Transcribe everything in the records, dropping and changing nothing.

++++++++

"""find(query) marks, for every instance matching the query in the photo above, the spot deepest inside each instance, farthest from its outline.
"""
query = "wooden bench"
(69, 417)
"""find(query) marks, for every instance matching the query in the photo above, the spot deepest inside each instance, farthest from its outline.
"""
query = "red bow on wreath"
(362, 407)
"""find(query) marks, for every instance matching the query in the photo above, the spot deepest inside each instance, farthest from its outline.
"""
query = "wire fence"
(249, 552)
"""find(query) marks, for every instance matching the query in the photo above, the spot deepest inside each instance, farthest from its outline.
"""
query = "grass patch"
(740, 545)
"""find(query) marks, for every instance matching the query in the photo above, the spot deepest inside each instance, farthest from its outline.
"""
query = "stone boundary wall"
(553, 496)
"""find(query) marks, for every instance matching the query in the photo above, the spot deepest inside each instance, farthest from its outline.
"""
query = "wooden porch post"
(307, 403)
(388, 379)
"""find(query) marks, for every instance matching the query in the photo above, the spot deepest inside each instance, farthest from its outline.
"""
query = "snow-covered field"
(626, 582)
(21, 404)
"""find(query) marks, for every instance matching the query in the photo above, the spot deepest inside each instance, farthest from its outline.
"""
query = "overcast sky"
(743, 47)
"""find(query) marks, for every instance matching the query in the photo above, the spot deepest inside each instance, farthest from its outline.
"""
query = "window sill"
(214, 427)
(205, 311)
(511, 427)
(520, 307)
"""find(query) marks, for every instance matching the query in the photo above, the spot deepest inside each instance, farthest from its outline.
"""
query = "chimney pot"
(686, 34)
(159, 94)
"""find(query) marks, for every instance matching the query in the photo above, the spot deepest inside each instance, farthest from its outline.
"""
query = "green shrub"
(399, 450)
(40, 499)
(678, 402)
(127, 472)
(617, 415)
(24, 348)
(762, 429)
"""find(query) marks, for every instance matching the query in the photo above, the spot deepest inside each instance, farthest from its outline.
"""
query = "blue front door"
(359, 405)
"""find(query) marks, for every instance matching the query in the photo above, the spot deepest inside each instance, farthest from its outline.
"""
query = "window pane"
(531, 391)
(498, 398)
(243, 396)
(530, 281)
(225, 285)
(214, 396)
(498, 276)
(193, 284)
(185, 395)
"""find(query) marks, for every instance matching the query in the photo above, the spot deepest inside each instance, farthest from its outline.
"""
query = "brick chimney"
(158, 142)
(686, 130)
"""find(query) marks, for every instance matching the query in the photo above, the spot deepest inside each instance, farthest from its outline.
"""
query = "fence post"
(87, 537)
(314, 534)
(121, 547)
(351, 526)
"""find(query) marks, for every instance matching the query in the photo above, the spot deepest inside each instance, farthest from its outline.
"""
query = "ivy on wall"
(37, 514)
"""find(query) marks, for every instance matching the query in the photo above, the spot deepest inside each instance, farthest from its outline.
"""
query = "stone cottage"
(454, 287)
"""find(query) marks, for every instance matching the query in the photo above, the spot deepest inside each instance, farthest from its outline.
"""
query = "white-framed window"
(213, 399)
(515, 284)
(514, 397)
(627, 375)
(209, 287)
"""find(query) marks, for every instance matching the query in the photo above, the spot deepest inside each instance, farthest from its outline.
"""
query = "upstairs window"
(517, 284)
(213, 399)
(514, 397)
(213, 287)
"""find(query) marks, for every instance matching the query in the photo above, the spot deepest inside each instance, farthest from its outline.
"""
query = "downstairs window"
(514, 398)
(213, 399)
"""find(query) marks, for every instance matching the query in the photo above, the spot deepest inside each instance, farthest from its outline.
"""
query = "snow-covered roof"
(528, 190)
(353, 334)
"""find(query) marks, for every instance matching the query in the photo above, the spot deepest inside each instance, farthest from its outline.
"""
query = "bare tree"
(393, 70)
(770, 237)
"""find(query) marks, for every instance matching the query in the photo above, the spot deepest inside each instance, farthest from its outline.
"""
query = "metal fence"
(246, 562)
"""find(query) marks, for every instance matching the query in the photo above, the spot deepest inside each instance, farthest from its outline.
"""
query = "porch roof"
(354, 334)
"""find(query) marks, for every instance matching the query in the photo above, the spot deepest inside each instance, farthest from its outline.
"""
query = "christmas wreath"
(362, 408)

++++++++

Task output:
"""find(query) marks, for every instance matching the query in the photo above, the spot deepest inside each instance, farthest from its outline.
"""
query = "wooden bench"
(69, 417)
"""find(query) marks, for every instance matching the query in the photo above, the spot deepest inside each instance, farthest from its outline.
"""
query = "red bow on wreath"
(362, 407)
"""find(query) marks, for every instance matching the query in the photo above, the spot deepest inside each instance, farthest from its outline.
"""
query = "wire fence"
(249, 552)
"""find(query) marks, for every instance matching the query in the photo above, the spot deepest inside each instance, farthest from its outline.
"""
query = "grass patch"
(740, 545)
"""find(query) marks, for every instance matching the query in the photo above, the spot deepest inside each instance, farthest from its outline.
"""
query = "stone boundary wall"
(553, 496)
"""find(query) marks, for every instance matching the query in the photo above, the spot deepest inside each instance, farthest from its outline.
"""
query = "wooden porch post"
(307, 403)
(388, 379)
"""find(query) marks, for every instance matching the query in the photo above, the spot deepest inside each instance, farthest from its outline.
"""
query = "snow-covered field"
(626, 582)
(21, 404)
"""find(query) marks, for every instance matching the query in the photo above, the spot deepest inside each instance, farthest from its outline.
"""
query = "overcast sky"
(743, 47)
"""find(query) marks, for every instance matching the query in the photo above, the spot deepest inside each instance, farthest from its outline.
"""
query = "window sill"
(214, 427)
(205, 311)
(511, 427)
(520, 307)
"""find(query) marks, for every instance matching the query in the photo above, the spot deepest inside each instance, farthest from its outline.
"""
query = "chimney pot"
(686, 34)
(159, 94)
"""find(query) marks, for every instance matching the query in the photo above, the spot deepest inside each instance, farthest from its outline.
"""
query = "green shrub"
(399, 450)
(40, 499)
(678, 402)
(127, 472)
(617, 415)
(24, 348)
(762, 429)
"""find(query) marks, for every instance matching the query in the photo above, the spot deepest inside each instance, farthest from its outline.
"""
query = "blue front door"
(359, 405)
"""find(query) marks, for every instance matching the query in the photo above, the spot deepest inside each instance, farthest from its outline.
"""
query = "window pane"
(531, 391)
(498, 398)
(243, 396)
(530, 281)
(225, 285)
(214, 396)
(498, 276)
(193, 284)
(185, 395)
"""find(query) marks, for every instance matching the query in the photo above, the spot deepest inside each instance, farthest from its outline.
"""
query = "brick chimney"
(158, 142)
(686, 130)
"""find(query) marks, for every instance matching the query in the photo above, the spot deepest inside each instance, farthest from its outline.
"""
query = "fence post"
(87, 537)
(314, 534)
(121, 547)
(351, 526)
"""find(query) marks, for every instance matching the query in the photo above, the spot deepest inside each instance, farthest from its outline.
"""
query = "ivy on wall"
(37, 514)
"""find(query) marks, for every instance matching the query in the photo above, the spot deepest inside each instance, farthest from its outline.
"""
query = "stone cottage"
(454, 287)
"""find(query) marks, for every instance matching the query in the photo above, the spot deepest inside each instance, farthest from its outline.
"""
query = "white-framed window"
(213, 399)
(515, 284)
(514, 397)
(627, 375)
(209, 287)
"""find(query) marks, for every instance matching the query in the photo above, the spot deepest inside each instance, farthest from its outline.
"""
query = "upstairs window"
(517, 284)
(213, 399)
(514, 397)
(213, 287)
"""find(query) marks, for every instance matching the query in the photo above, the spot deepest inside each instance, farthest from its outline.
"""
query = "downstairs window"
(514, 398)
(213, 399)
"""find(query) marks, for every instance matching the query in the photo above, the spot deepest inside each instance, farthest from its outline.
"""
query = "snow-covered roof"
(528, 190)
(353, 334)
"""find(query) marks, for every instance matching the query in the photo above, the spot deepest inside each instance, farthest from its outline.
"""
query = "bare tree"
(393, 70)
(770, 237)
"""find(query) marks, for every instance matching the query in the photo above, the spot deepest inside each instance, farthest from its outline.
"""
query = "metal fence"
(246, 562)
"""find(query) marks, for every instance matching the query in the photo above, the spot deepest inside each instance, farthest from its outline.
"""
query = "porch roof"
(354, 334)
"""find(query) marks, for every instance matching the query in the photo above, the spot deepest inside each instance, farthest from its outline.
"""
query = "christmas wreath"
(362, 408)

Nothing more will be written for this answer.